# Baseline for EWT
To get your project started, you start with implementing a baseline model. Ideally, this is going to be the main baseline that you are going to compare to in your paper. Note that this baseline should be more advanced than just predicting the majority class (O).

We will use EWT portion of the Universal NER project, which we provide in the folder "Project_description" for convenience. You can use the train data (en_ewt-ud-train.iob2) and test data(en_ewt-ud-dev.iob2) to build your baseline, then upload your prediction on the test data (en_ewt-ud-test.iob2).

It is important to upload your predictions in same format as the training and test files, so that the span_f1.py script can be used.

Note that you do not have to implement your baseline from scratch, you can use for example the code from the RNN or BERT assignments as a starting point.

__________________________________________________

# Homemade baseline implementation with RNN

First, import needed modules

In [None]:
import torch
from torch import nn

Then, read in the file

In [None]:
def read_ewt_file(path):
    data=[]
    words=[]
    tags=[]
    nr_tags=0
    nr_toks=0
    
    for line in open(path, encoding='utf-8'):
        line=line.strip()
        
        if line:
            if line[0]=='#':
                continue
    
            elements=line.split('\t')
            nr_toks+=1
            
            words.append(elements[1])
            tags.append(elements[2])
            
            if elements[3]!='-':
                print(elements[3])
            if elements[4]=='stephen':
                nr_tags+=1
    
        else:
            if words:
                data.append((words, tags))
            words=[]
            tags=[]

    if tags!=[]:
        data.append((words, tags))

    proportion_tagged=nr_tags/nr_toks
    
    return data, proportion_tagged

In [None]:
train_data,prop_tag_train=read_ewt_file('Project_description/en_ewt-ud-train.iob2')
print("Proportion of training data tagged: ", prop_tag_train)

## Vocab and tensor creation

Append each new word and label we meet in the training data to vocab lists, so we can look up indexes

In [None]:
#Initialize a list for each vocabulary, where item at index 0 should just be pad/unknown
word_vocab=['<PAD>']
label_vocab=['<PAD>']

#Iterate over each sentence and corresponding label in the training data
for pair in train_data:
    #Unpack the tokens and labels, to iterate simultaneously over each word/token and it's label
    for word, label in zip(pair[0], pair[1]):

        #Check if the word and token already exists in the vocabulary, and if not, add it
        if word not in word_vocab:
            word_vocab.append(word)

Raw records:
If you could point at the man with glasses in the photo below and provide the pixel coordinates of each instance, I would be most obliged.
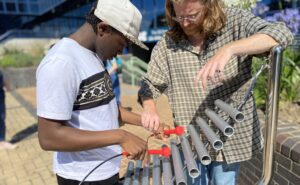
(206, 55)
(77, 110)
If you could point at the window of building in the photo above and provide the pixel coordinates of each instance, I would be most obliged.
(1, 6)
(11, 7)
(34, 8)
(22, 7)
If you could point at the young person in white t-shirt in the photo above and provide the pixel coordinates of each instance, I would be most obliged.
(77, 111)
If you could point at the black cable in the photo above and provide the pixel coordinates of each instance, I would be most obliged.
(98, 167)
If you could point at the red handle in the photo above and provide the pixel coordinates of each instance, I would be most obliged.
(178, 131)
(165, 151)
(125, 153)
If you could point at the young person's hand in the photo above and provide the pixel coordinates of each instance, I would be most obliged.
(160, 134)
(150, 117)
(135, 146)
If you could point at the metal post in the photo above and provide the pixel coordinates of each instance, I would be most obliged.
(271, 114)
(199, 146)
(129, 171)
(138, 166)
(156, 170)
(167, 171)
(145, 180)
(236, 115)
(177, 164)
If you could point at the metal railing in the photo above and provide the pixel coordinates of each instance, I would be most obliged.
(189, 155)
(133, 69)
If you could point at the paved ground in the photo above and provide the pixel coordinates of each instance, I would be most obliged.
(28, 164)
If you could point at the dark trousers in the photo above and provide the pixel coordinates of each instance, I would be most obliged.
(114, 180)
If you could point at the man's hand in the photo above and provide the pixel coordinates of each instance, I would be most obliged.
(214, 69)
(135, 146)
(150, 119)
(160, 134)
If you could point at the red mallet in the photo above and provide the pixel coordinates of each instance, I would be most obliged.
(125, 154)
(178, 131)
(165, 151)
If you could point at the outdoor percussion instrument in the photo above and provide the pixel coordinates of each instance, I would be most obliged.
(169, 170)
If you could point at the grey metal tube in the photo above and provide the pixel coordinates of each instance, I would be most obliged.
(236, 115)
(177, 164)
(214, 140)
(145, 179)
(271, 114)
(156, 173)
(129, 171)
(189, 158)
(220, 123)
(138, 166)
(167, 171)
(200, 148)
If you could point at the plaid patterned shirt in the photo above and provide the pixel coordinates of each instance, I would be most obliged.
(173, 69)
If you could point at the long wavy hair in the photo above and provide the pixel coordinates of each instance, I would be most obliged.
(214, 19)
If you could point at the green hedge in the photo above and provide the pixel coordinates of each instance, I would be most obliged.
(289, 81)
(16, 58)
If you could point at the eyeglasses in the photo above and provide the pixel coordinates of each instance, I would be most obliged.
(190, 18)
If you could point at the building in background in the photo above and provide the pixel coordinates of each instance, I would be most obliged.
(59, 18)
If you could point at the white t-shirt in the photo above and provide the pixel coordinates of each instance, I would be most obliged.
(73, 85)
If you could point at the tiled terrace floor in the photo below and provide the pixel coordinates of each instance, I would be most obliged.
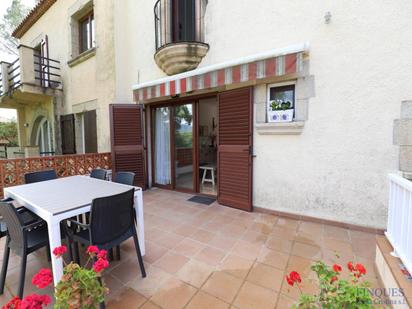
(201, 256)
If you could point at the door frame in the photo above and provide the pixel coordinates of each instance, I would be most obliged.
(171, 103)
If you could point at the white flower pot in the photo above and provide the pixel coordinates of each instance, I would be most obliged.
(280, 116)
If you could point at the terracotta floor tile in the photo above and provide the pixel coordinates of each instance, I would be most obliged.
(171, 262)
(129, 298)
(148, 305)
(278, 244)
(252, 296)
(211, 256)
(285, 302)
(203, 300)
(336, 232)
(288, 223)
(246, 249)
(156, 277)
(307, 251)
(236, 266)
(255, 237)
(202, 236)
(221, 242)
(261, 227)
(185, 230)
(153, 252)
(222, 286)
(273, 258)
(266, 276)
(188, 247)
(169, 240)
(127, 271)
(338, 246)
(195, 273)
(174, 294)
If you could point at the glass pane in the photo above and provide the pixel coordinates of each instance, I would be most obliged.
(84, 29)
(283, 94)
(184, 146)
(162, 146)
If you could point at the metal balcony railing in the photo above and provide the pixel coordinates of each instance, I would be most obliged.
(177, 21)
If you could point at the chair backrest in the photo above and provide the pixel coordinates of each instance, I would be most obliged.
(111, 217)
(126, 178)
(40, 176)
(98, 173)
(14, 224)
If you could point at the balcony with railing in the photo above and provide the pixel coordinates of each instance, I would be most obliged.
(179, 35)
(30, 72)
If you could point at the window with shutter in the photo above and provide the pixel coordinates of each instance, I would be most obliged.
(235, 149)
(127, 140)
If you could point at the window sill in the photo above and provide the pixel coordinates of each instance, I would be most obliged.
(280, 128)
(82, 57)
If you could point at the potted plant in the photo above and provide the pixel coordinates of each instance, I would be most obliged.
(79, 288)
(335, 292)
(280, 111)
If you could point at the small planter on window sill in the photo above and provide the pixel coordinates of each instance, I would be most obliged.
(280, 111)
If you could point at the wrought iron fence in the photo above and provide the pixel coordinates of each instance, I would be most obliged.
(12, 171)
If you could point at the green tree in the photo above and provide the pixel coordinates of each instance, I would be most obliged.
(8, 131)
(10, 20)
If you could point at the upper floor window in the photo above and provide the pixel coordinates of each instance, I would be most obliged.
(86, 32)
(183, 20)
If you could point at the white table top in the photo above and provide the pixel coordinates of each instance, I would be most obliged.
(64, 194)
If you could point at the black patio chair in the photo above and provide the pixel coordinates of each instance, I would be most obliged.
(40, 176)
(125, 178)
(22, 238)
(111, 223)
(98, 173)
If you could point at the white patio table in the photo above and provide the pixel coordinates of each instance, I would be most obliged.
(63, 198)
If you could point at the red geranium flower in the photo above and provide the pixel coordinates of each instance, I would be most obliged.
(337, 268)
(14, 303)
(100, 265)
(361, 269)
(102, 254)
(43, 278)
(35, 301)
(59, 251)
(92, 250)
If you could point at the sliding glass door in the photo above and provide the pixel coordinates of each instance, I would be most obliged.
(183, 147)
(161, 138)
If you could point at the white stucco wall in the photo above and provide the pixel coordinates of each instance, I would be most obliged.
(91, 83)
(336, 169)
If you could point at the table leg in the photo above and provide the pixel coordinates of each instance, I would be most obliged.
(138, 202)
(55, 241)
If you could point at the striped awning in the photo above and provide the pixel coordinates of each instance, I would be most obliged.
(273, 63)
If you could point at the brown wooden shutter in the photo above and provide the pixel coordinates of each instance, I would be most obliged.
(90, 132)
(235, 149)
(68, 134)
(127, 138)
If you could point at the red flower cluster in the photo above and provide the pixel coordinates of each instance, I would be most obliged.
(101, 263)
(337, 268)
(35, 301)
(92, 250)
(32, 301)
(14, 303)
(358, 270)
(59, 251)
(293, 278)
(43, 278)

> **YOUR TASKS**
#1 Rewrite the rows from the line containing "If you could point at the table" through the last row, with the requests included. Offset every coordinate value in the answers by adding 21.
#2 Carry on the EWT baseline notebook from the point where it stops.

> **WRITTEN ANSWERS**
#1
If you could point at the table leg in the photo above and provide the pixel coordinates of each instance, I would be most obliged.
(159, 223)
(76, 262)
If you could point at the striped awning in the photo above and provide the pixel coordinates of each instance, I would be most obliged.
(294, 84)
If you could point at the brown wooden shutter in the photo above and provide the pixel coordinates of each instance, I would be most obliged.
(111, 153)
(256, 170)
(89, 155)
(148, 159)
If you could point at the red flower cluster in the photo above and provide the pixel coordinates of each instance, I would be most obliged.
(122, 284)
(358, 289)
(56, 322)
(113, 271)
(53, 322)
(35, 324)
(379, 291)
(80, 272)
(314, 299)
(64, 299)

#2
        if label not in label_vocab:
            label_vocab.append(label)

Save the metrics we need for later

In [None]:
nr_diff_words=len(word_vocab)

#Will be used as the nr of rows in our pytorch tensors
nr_sent=len(train_data)

#Will be used as the nr of columns in our pytorch tensors
longest_sent=max([len(x[0]) for x in train_data])

Convert each word to it's corresponding vocabulary index, and place it into a pytorch tensor

In [None]:
#Initialize tensors with 0-values, this is especially good since the 0-index in our vocabs is just the unknown/pad token and label.
# So anything that doesn't get replaced by a vocabulary index, will just have index for <PAD>

train_data_matrix=torch.zeros((nr_sent,longest_sent)) #PyTorch tensor of dim 12543 x 159 . Should consist of sentences word by word as rows, and padding for shorter sentences.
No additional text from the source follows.